Set exercise A: In the passage about Finra and auction-rate securities, give the section between "Six weeks after" and "conduct in 2006.", inclusive, again, with "stand down" changed to "step aside".

Provided passage:

= = = = =

Finra also appears to have lagged behind in a Wall Street mess that affected thousands of individual investors in early 2008 -- a freeze-up in the market for what are known as auction-rate securities. These are long-term debt securities whose interest rates are supposed to be reset at weekly or monthly auctions. When the auctions failed, investors were stuck and couldn't sell the securities.

Finra and other regulators launched probes of the matter. But Finra, along with the SEC, was beaten to the punch by state regulators and Finra was largely left on the sidelines. In June and July 2008, Massachusetts and New York securities regulators filed fraud charges against big firms in the matter, around a month before the SEC settled charges against several big firms that required them to buy back securities from investors.

Six weeks after that, Finra announced settlements with five much smaller firms, including SunTrust Robinson Humphrey Inc., Comerica Securities Inc. and First Southwest, and in October settled with three more. The total amount of auction-rate securities it required these firms to buy back from investors was less than $2 billion, compared with $40 billion required by the state regulators and the SEC.

A Finra official says the SEC had asked the agency to "stand down" from any action against the big firms that underwrote the auction-rate debt and focus instead on "downstream" firms that merely resold the securities to individual investors. An SEC official says they agreed to divide up the firms and the SEC wanted to keep the firms that were previously investigated for similar conduct in 2006.

One of the biggest Wall Street disasters of 2008 was the September bankruptcy filing of Lehman Brothers Holdings Inc., setting off financial panic. Finra had filed small cases against Lehman earlier in the year.

= = = = =

Object outline annotations

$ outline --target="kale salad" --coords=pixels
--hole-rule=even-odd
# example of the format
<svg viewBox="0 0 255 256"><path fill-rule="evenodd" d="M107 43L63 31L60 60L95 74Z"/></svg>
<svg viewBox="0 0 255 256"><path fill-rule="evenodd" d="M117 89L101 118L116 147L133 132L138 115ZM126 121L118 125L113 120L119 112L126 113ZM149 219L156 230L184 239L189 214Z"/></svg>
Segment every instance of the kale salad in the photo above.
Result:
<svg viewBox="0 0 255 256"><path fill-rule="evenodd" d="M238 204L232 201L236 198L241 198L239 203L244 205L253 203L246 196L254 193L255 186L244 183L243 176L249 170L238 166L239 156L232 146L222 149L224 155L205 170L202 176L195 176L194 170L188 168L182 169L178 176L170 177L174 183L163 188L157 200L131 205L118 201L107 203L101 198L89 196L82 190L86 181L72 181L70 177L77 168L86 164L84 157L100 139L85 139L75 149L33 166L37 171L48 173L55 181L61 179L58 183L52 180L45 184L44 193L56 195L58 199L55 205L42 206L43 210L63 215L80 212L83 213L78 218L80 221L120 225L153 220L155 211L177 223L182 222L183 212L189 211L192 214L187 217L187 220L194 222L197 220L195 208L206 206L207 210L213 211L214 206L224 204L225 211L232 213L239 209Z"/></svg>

= = = = =

Set exercise B: Write out the rows above line by line, leaving every character unchanged.

Reply A:
Six weeks after that, Finra announced settlements with five much smaller firms, including SunTrust Robinson Humphrey Inc., Comerica Securities Inc. and First Southwest, and in October settled with three more. The total amount of auction-rate securities it required these firms to buy back from investors was less than $2 billion, compared with $40 billion required by the state regulators and the SEC.

A Finra official says the SEC had asked the agency to "step aside" from any action against the big firms that underwrote the auction-rate debt and focus instead on "downstream" firms that merely resold the securities to individual investors. An SEC official says they agreed to divide up the firms and the SEC wanted to keep the firms that were previously investigated for similar conduct in 2006.

Reply B:
$ outline --target="kale salad" --coords=pixels
--hole-rule=even-odd
# example of the format
<svg viewBox="0 0 255 256"><path fill-rule="evenodd" d="M107 43L63 31L60 60L95 74Z"/></svg>
<svg viewBox="0 0 255 256"><path fill-rule="evenodd" d="M117 89L101 118L116 147L133 132L138 115ZM126 121L118 125L113 120L119 112L126 113ZM149 219L156 230L184 239L189 214Z"/></svg>
Segment every instance of the kale salad in the photo above.
Result:
<svg viewBox="0 0 255 256"><path fill-rule="evenodd" d="M238 204L232 201L236 198L241 198L239 203L244 205L253 203L246 196L254 193L255 186L244 183L243 176L249 170L238 166L239 156L232 146L222 149L224 155L205 170L202 176L195 176L194 170L188 168L182 169L178 176L170 177L174 183L163 188L157 200L131 205L118 201L107 203L101 198L89 196L82 190L86 181L72 181L70 177L77 168L86 164L84 157L100 139L85 139L75 149L33 166L37 171L48 173L55 181L61 179L58 183L52 180L45 184L44 193L56 195L58 199L55 205L42 206L43 210L63 215L80 212L83 213L78 218L80 221L120 225L153 220L155 211L177 223L182 222L183 212L189 211L192 214L187 217L187 220L194 222L197 220L195 208L206 206L207 210L213 211L214 206L224 204L225 211L232 213L239 209Z"/></svg>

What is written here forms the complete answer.